[Records from a data collection]
------------------------------------------------

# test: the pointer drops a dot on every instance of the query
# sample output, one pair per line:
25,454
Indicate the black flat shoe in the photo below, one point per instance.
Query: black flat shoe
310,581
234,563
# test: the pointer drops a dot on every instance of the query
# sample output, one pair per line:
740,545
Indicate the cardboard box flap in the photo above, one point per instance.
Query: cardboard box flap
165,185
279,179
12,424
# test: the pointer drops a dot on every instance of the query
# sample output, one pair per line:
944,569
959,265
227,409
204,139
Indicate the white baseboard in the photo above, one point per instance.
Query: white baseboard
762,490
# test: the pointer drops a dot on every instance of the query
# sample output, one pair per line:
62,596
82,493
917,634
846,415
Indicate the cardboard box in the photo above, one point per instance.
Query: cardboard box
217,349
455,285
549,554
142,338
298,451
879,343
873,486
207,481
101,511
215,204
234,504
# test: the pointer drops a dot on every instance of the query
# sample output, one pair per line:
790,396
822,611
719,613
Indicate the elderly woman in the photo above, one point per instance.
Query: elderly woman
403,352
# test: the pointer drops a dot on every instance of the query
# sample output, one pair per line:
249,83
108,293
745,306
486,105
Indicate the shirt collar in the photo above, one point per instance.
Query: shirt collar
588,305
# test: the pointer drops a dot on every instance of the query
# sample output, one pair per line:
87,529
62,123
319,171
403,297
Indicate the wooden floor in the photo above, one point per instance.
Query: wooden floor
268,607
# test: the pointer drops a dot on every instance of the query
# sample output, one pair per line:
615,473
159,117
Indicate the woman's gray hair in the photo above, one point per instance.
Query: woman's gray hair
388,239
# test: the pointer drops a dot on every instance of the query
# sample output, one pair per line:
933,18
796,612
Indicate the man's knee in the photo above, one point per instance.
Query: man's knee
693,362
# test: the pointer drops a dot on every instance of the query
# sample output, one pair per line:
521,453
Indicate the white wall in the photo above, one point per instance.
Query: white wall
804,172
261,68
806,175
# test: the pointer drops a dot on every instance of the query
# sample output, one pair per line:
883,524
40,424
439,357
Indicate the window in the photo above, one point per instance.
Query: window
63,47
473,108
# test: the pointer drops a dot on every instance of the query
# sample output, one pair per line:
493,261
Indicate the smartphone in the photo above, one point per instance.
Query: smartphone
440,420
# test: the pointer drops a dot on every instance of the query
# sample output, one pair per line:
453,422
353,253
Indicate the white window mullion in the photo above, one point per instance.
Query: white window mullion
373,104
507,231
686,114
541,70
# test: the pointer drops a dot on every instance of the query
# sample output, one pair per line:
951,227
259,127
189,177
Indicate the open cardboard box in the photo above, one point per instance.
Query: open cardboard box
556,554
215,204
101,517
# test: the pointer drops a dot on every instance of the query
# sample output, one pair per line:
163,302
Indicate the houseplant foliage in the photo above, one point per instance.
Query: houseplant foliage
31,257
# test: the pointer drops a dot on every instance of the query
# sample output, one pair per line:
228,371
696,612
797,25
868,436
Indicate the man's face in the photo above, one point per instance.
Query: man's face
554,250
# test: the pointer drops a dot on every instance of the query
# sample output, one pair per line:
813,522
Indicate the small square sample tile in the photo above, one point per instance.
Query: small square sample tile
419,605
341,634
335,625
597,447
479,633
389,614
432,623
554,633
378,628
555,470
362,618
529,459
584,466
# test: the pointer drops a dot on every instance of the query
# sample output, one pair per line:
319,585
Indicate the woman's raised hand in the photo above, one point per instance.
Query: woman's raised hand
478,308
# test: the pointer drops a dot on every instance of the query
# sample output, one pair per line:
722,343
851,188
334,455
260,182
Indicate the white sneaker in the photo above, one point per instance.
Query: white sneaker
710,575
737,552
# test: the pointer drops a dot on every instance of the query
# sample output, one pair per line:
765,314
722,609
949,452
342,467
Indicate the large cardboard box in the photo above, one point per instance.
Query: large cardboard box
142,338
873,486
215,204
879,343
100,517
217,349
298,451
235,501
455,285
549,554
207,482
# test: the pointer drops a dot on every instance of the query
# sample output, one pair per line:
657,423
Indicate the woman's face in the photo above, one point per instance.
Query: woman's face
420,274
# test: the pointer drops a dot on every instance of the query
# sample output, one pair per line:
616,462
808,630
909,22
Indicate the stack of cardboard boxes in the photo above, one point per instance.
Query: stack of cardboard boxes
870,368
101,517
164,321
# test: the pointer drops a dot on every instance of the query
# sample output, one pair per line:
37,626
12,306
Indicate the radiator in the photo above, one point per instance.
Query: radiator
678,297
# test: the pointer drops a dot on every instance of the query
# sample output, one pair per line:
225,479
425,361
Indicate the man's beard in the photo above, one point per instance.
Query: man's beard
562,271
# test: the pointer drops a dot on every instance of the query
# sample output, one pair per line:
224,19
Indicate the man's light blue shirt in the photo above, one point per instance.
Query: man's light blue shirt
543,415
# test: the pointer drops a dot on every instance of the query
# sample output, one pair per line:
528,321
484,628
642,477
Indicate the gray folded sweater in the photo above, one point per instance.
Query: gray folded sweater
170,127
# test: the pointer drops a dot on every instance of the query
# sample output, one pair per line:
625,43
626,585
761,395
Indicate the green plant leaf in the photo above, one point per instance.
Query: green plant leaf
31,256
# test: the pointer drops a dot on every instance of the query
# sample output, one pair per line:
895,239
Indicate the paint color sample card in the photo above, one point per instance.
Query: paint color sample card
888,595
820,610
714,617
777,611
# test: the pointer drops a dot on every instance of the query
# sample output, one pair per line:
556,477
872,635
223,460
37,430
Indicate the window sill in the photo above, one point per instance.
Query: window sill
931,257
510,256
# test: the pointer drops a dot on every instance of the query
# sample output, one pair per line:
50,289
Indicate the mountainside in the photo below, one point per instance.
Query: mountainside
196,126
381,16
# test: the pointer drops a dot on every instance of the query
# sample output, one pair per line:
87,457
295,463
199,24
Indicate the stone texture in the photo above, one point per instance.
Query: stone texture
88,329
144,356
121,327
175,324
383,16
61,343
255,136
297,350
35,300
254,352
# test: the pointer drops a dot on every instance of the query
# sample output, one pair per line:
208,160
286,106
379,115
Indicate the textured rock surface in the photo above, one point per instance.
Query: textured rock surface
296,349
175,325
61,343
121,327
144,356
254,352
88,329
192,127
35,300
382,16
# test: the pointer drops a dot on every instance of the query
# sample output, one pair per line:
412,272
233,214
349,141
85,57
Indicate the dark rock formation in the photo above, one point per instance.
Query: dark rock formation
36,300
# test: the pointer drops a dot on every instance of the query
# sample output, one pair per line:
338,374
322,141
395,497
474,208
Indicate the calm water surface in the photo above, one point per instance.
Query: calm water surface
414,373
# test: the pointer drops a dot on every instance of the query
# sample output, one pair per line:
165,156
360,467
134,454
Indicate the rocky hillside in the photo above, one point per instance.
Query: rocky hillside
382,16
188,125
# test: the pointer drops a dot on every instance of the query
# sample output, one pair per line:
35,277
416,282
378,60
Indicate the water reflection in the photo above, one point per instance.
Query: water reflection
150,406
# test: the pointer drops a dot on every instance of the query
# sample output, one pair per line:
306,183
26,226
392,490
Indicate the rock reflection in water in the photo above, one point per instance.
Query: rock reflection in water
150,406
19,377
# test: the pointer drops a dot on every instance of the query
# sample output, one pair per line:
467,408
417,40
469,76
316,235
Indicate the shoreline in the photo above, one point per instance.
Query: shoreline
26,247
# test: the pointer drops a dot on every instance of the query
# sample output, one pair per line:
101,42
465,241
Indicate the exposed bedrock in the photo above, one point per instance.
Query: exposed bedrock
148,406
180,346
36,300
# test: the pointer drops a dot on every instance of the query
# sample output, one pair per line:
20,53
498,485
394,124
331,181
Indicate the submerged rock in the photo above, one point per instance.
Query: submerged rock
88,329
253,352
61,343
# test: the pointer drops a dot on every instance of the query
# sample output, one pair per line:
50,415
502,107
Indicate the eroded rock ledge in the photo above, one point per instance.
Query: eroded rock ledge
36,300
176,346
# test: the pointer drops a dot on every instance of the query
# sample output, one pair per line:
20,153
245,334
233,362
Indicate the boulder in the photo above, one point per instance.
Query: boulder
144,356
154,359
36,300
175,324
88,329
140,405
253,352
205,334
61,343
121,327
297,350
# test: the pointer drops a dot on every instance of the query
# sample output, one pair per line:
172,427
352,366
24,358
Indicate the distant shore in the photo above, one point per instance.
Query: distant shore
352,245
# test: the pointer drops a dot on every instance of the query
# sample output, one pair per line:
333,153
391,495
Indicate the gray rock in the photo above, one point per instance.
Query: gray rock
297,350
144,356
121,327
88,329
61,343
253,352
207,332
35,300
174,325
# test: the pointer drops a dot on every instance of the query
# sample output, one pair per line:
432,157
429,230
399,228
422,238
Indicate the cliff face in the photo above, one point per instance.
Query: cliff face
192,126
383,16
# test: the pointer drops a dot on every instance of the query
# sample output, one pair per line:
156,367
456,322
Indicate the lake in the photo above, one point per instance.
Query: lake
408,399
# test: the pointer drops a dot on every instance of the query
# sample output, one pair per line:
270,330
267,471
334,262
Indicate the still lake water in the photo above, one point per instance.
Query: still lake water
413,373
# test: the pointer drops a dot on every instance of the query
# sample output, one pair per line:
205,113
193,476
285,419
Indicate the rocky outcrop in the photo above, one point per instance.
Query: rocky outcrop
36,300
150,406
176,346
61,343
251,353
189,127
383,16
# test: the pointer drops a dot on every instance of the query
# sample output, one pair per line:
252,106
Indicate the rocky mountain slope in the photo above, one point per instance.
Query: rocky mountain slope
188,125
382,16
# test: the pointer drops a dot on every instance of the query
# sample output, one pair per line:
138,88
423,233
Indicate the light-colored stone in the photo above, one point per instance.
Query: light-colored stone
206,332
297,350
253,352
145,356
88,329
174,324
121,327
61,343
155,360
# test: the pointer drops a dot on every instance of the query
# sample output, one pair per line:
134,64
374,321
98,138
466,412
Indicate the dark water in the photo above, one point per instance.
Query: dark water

------------------------------------------------

- _Required work_
After identifying the lines above that contain "below", copy each one.

- _Written response_
Indicate the black flat shoe in the photo below, one point per instance.
Indicate the mountainside in the photo below, one point per instance.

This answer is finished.